Problem requirements —
Copy the listing below in full, line for line, without changing any word, number, or punctuation mark.

Object location annotation data:

[START]

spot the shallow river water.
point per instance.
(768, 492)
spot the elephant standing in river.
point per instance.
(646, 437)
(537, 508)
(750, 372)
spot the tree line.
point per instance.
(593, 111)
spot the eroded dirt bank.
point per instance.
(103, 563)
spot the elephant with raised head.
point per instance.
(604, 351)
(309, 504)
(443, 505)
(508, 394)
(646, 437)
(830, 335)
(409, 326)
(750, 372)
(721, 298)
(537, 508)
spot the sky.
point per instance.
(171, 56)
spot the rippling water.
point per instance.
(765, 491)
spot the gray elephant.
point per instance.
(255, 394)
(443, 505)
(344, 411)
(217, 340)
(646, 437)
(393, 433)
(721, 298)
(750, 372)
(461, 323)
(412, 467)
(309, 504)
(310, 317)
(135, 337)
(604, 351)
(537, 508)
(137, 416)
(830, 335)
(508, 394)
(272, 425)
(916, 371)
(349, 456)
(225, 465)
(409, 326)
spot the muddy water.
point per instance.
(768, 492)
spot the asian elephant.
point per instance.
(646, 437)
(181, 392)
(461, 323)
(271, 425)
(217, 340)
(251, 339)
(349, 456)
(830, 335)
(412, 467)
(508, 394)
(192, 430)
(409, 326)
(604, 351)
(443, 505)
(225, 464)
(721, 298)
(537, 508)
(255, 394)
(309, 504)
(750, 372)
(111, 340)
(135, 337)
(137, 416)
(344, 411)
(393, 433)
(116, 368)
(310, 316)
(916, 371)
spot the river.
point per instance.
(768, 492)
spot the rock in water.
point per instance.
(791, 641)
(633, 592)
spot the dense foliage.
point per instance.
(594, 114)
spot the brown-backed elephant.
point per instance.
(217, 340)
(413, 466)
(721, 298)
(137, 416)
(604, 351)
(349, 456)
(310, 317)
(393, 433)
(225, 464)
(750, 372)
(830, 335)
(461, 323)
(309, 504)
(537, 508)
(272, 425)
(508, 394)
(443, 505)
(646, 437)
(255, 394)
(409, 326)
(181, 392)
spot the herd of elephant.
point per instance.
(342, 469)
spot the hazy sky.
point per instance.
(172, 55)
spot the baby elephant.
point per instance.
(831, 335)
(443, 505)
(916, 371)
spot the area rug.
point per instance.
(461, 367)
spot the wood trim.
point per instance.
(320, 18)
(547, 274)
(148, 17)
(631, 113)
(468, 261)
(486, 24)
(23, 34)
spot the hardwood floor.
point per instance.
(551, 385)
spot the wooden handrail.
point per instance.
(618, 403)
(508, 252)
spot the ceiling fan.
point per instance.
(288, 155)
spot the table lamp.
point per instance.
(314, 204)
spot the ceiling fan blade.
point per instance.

[END]

Final result —
spot the shallow river water.
point per instance.
(768, 492)
spot the elephant standing in river.
point per instance.
(646, 437)
(537, 508)
(750, 372)
spot the tree line.
point per instance.
(593, 111)
spot the eroded dirt bank.
point per instance.
(103, 563)
spot the elephant with raised head.
point per instance.
(604, 351)
(309, 504)
(443, 505)
(508, 394)
(646, 437)
(830, 335)
(409, 326)
(750, 372)
(721, 298)
(537, 508)
spot the sky.
point per instance.
(171, 56)
spot the rippling water.
point per instance.
(765, 491)
spot the gray elephant.
point per instance.
(255, 394)
(443, 505)
(344, 411)
(217, 340)
(646, 437)
(393, 433)
(721, 298)
(750, 372)
(461, 323)
(412, 467)
(309, 504)
(310, 317)
(135, 337)
(604, 351)
(537, 508)
(137, 416)
(830, 335)
(508, 394)
(272, 425)
(916, 371)
(349, 456)
(225, 465)
(409, 326)
spot the muddy water.
point per instance.
(768, 492)
spot the asian elephant.
point per instance.
(646, 437)
(181, 392)
(461, 323)
(271, 425)
(217, 340)
(251, 339)
(349, 456)
(830, 335)
(412, 467)
(508, 394)
(192, 430)
(409, 326)
(604, 351)
(443, 505)
(225, 464)
(721, 298)
(537, 508)
(255, 394)
(309, 504)
(750, 372)
(111, 340)
(135, 337)
(137, 416)
(344, 411)
(393, 433)
(116, 368)
(310, 316)
(916, 371)
spot the river.
point per instance.
(768, 492)
spot the rock in water.
point per instance.
(791, 641)
(633, 592)
spot the dense foliage.
point per instance.
(594, 114)
spot the brown-backed elephant.
point per instance.
(217, 340)
(413, 466)
(721, 298)
(137, 416)
(604, 351)
(349, 456)
(310, 317)
(393, 433)
(225, 464)
(750, 372)
(830, 335)
(461, 323)
(309, 504)
(537, 508)
(272, 425)
(508, 394)
(443, 505)
(646, 437)
(255, 394)
(409, 326)
(181, 392)
spot the herd of elephant.
point per instance.
(342, 469)
spot the hazy sky.
point per instance.
(172, 55)
spot the baby elephant.
point per instance.
(831, 335)
(443, 505)
(916, 371)
spot the area rug.
point per instance.
(461, 367)
spot the wood trim.
point per instance.
(320, 18)
(547, 274)
(148, 17)
(631, 113)
(468, 261)
(486, 24)
(23, 34)
spot the hardwood floor.
point per instance.
(551, 385)
spot the wooden handrail.
point per instance.
(618, 403)
(508, 252)
spot the ceiling fan.
point per instance.
(288, 155)
spot the table lamp.
point per instance.
(314, 204)
spot the ceiling fan blade.
point per instance.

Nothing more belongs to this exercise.